[START Material provided]

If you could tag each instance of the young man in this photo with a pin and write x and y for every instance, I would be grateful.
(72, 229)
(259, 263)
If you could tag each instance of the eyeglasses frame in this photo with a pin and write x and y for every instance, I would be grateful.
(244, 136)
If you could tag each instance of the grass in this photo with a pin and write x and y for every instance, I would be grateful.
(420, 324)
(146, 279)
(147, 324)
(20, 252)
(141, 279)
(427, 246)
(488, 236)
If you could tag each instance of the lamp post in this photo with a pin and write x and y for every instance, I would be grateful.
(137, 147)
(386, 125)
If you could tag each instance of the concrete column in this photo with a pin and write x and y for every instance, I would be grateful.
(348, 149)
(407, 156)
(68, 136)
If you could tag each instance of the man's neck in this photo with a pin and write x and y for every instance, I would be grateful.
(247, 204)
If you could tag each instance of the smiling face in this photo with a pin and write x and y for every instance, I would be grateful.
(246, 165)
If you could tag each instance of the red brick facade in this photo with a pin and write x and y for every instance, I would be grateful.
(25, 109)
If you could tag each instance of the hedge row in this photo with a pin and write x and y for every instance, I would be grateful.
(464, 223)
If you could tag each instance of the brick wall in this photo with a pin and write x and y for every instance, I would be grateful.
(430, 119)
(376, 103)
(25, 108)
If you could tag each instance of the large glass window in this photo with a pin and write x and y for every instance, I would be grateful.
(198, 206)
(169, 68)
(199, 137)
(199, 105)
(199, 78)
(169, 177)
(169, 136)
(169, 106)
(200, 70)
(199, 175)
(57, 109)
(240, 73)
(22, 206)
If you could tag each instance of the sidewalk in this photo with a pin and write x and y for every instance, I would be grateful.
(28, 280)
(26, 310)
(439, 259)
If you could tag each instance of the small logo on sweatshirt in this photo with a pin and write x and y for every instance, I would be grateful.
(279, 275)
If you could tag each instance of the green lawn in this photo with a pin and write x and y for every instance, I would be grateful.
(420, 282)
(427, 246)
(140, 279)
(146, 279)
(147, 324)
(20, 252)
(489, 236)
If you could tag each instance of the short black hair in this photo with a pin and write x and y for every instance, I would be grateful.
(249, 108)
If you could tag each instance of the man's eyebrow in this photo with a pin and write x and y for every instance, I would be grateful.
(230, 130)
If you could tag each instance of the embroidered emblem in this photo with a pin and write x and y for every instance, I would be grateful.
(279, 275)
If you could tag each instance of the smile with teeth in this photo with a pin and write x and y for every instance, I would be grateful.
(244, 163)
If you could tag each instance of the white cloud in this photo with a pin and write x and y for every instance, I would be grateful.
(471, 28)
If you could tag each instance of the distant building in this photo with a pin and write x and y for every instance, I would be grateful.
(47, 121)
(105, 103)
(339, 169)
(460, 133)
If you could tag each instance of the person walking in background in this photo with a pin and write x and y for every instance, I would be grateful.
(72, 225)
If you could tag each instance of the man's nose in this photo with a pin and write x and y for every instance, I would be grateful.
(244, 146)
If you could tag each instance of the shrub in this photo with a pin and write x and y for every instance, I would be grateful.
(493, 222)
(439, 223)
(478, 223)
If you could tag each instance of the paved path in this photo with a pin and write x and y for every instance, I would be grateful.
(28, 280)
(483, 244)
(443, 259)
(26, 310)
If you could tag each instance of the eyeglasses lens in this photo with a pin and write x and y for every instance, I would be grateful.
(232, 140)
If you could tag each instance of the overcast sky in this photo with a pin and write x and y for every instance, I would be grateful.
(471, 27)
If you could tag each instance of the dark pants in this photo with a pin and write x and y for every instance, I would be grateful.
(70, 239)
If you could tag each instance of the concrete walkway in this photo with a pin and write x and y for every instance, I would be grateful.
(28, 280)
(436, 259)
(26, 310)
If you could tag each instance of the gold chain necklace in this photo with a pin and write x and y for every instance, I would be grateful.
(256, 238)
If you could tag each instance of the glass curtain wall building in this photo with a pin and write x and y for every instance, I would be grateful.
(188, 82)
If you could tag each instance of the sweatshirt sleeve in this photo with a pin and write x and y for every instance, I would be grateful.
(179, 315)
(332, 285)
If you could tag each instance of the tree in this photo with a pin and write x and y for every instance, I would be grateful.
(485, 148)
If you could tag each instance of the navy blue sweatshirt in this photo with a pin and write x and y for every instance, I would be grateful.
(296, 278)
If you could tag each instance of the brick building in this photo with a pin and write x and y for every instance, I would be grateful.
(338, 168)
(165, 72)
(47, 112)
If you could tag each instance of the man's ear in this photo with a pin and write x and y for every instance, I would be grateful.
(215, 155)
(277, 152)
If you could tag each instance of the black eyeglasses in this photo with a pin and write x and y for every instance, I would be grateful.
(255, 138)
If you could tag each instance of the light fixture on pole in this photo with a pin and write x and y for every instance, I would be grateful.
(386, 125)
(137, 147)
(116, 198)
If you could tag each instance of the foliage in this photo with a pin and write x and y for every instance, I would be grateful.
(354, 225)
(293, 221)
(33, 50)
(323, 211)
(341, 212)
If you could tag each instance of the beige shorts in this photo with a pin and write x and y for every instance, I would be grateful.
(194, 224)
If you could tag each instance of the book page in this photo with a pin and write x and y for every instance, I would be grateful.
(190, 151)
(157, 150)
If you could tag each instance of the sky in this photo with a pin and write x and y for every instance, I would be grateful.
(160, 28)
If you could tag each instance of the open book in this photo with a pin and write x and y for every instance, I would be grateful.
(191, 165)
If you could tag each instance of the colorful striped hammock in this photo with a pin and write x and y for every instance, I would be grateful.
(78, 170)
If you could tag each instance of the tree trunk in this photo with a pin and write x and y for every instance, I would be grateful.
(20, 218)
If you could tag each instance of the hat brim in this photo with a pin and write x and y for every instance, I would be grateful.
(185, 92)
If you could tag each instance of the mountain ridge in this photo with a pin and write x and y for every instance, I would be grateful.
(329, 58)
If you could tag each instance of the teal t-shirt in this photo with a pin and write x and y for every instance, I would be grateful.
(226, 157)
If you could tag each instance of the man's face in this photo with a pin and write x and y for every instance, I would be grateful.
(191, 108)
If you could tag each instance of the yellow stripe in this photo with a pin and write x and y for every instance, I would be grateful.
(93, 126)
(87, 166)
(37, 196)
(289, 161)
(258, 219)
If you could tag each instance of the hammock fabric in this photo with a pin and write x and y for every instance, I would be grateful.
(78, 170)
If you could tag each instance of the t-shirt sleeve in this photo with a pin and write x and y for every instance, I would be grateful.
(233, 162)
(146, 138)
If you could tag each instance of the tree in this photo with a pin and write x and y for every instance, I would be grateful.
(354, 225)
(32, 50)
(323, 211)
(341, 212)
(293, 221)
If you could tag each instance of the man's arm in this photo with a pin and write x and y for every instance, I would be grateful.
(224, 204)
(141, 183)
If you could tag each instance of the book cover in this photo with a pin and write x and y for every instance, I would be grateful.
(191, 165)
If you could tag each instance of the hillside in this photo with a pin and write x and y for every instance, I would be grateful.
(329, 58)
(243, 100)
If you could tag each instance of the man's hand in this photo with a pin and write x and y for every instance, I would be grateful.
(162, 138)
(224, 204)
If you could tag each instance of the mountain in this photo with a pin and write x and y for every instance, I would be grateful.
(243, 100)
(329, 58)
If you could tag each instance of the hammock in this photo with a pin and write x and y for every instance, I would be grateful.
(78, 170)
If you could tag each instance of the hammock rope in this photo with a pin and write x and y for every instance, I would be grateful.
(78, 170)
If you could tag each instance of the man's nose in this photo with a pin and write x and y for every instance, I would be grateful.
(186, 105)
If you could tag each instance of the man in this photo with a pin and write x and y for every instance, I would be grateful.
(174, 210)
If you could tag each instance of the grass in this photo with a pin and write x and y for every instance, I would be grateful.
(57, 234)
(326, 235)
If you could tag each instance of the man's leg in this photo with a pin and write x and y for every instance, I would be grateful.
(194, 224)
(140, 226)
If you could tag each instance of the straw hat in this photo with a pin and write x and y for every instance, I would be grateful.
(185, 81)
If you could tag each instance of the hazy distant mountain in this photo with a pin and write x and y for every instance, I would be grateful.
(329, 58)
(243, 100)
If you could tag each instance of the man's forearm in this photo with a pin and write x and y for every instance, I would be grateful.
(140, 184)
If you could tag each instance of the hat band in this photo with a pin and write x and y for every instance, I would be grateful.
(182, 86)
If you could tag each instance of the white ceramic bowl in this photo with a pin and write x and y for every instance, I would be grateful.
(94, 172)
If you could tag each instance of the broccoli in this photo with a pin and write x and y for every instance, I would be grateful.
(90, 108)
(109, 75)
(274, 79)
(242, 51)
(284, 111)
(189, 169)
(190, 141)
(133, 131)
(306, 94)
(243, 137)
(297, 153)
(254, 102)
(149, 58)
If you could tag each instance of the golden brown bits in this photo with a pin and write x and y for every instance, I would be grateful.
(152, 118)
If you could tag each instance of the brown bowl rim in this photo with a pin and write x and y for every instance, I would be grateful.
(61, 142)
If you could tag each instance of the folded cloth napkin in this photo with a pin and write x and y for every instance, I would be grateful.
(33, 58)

[END Material provided]

**What you are asked to do**
The line containing "If you could tag each instance of the golden" and every line after it, through the end of the records, should be repeated exactly and alone.

**Result below**
If you could tag each instance of the golden brown bits in this photo with a pin and write x and y for every instance, I would be grateful.
(152, 118)
If you could tag each instance of the brown bowl rim in this photo with a pin and write x and y for every instance, I would be grateful.
(61, 142)
If you could tag each instance of the folded cloth napkin in this photo with a pin and write x and y for every instance, I would be grateful.
(33, 58)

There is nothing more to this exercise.